Compito da svolgere: Per favore, ricopia parola per parola tutte le voci qui sotto. Lascia fuori dalla risposta le immagini.

Dati in ingresso:
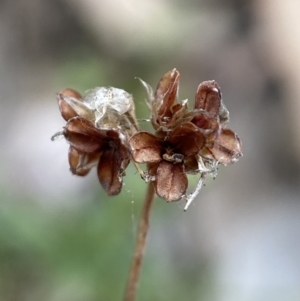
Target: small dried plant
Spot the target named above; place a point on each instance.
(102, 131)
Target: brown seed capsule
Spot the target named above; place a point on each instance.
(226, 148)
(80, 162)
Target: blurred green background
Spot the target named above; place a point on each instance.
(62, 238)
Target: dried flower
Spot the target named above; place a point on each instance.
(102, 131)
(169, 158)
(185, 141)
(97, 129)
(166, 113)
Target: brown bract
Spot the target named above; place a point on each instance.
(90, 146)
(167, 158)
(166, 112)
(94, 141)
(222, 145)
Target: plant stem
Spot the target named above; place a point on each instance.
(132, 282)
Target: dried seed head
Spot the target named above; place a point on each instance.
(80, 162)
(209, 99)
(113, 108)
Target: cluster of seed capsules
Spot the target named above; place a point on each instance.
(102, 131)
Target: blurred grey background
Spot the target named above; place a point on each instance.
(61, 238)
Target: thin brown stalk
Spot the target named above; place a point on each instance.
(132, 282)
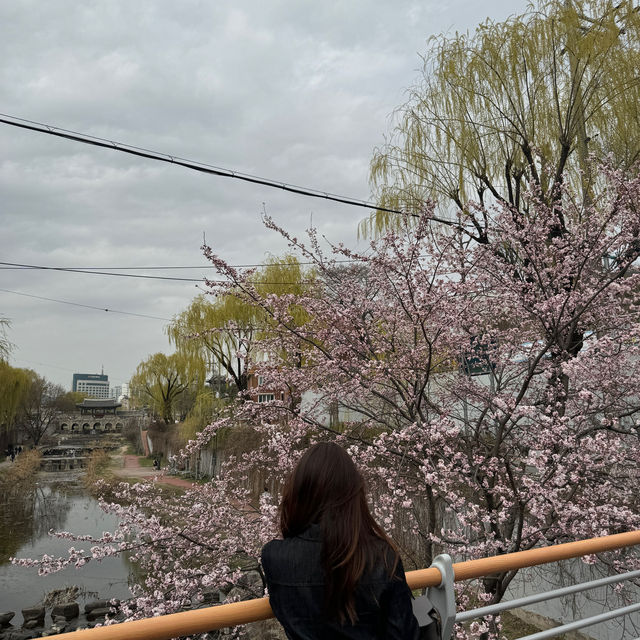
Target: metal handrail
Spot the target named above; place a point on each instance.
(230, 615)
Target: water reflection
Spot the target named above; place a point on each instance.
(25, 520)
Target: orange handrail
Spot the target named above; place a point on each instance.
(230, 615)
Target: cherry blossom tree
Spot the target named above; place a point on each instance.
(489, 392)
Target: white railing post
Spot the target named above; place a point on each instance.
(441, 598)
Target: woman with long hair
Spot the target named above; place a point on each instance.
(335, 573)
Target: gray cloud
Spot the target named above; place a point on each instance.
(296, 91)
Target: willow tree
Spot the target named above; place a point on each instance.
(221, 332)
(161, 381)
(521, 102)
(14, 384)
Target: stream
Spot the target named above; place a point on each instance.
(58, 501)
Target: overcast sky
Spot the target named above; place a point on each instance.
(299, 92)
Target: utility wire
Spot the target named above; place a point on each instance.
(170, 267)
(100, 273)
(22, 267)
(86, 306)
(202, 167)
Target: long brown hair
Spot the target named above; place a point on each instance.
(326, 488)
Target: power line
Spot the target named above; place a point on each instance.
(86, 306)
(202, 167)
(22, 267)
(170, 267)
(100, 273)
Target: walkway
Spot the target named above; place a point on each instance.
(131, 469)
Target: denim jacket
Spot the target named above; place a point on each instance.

Risultato del compito:
Target: small dried plant
Spot the target named above; place a point on each instance.
(102, 131)
Target: brown seed capsule
Spot the target named above; place a point on each instance.
(226, 148)
(80, 162)
Target: blurred green background
Spot the target named above; place a point on each instance.
(62, 238)
Target: dried flower
Spot the target named above; place a point on each instance.
(102, 131)
(169, 158)
(185, 141)
(97, 129)
(166, 113)
Target: brown bract
Spot the target named above; place a point on each instance.
(90, 146)
(167, 158)
(166, 112)
(94, 141)
(222, 145)
Target: plant stem
Spot the target named above; place a point on each instance.
(132, 282)
Target: dried seed head
Spot the target named above; place a point on each instance.
(80, 162)
(209, 99)
(113, 108)
Target: cluster of seed capsules
Spot the target named above; place a point on each instance.
(102, 131)
Target: blurred grey background
Spot the target named above; place a point on each instance.
(61, 238)
Target: thin brown stalk
Spot the target named above; place a point on each instance.
(132, 282)
Target: metal handrail
Spot the target named above; place a point on each instance.
(230, 615)
Target: water reflection
Spot the target named above; place a point on each instance.
(25, 520)
Target: orange handrail
Spot the target named above; place a point on each instance.
(230, 615)
Target: cherry blossom tree
Spot the target named above; place a point on each instance.
(489, 392)
Target: white railing post
Spot the target named above; place a point on each instance.
(441, 598)
Target: woman with long hair
Spot the target named above; place a point on each instance.
(335, 573)
Target: gray cloud
Spot the target named above; place a point on each instance.
(296, 91)
Target: willow tree
Spot the target named above; place a point on each instance.
(221, 332)
(161, 381)
(521, 102)
(14, 384)
Target: stream
Spot the target named above; place a point on each instance.
(58, 501)
Target: overcast sky
Spot the target named above; place a point on each instance.
(299, 92)
Target: utility wire
Spot the target named above; place a point on each instance.
(170, 267)
(100, 273)
(22, 267)
(86, 306)
(202, 167)
Target: long brown hair
Spot the target named above; place a point on each instance.
(326, 488)
Target: power line
Spot the target named above; place a point on each instance.
(86, 306)
(202, 167)
(22, 267)
(170, 267)
(100, 273)
Target: walkway
Spot the target named above; place a point on each instance.
(131, 469)
Target: denim jacket
Spot the target named above; place a point on each instance.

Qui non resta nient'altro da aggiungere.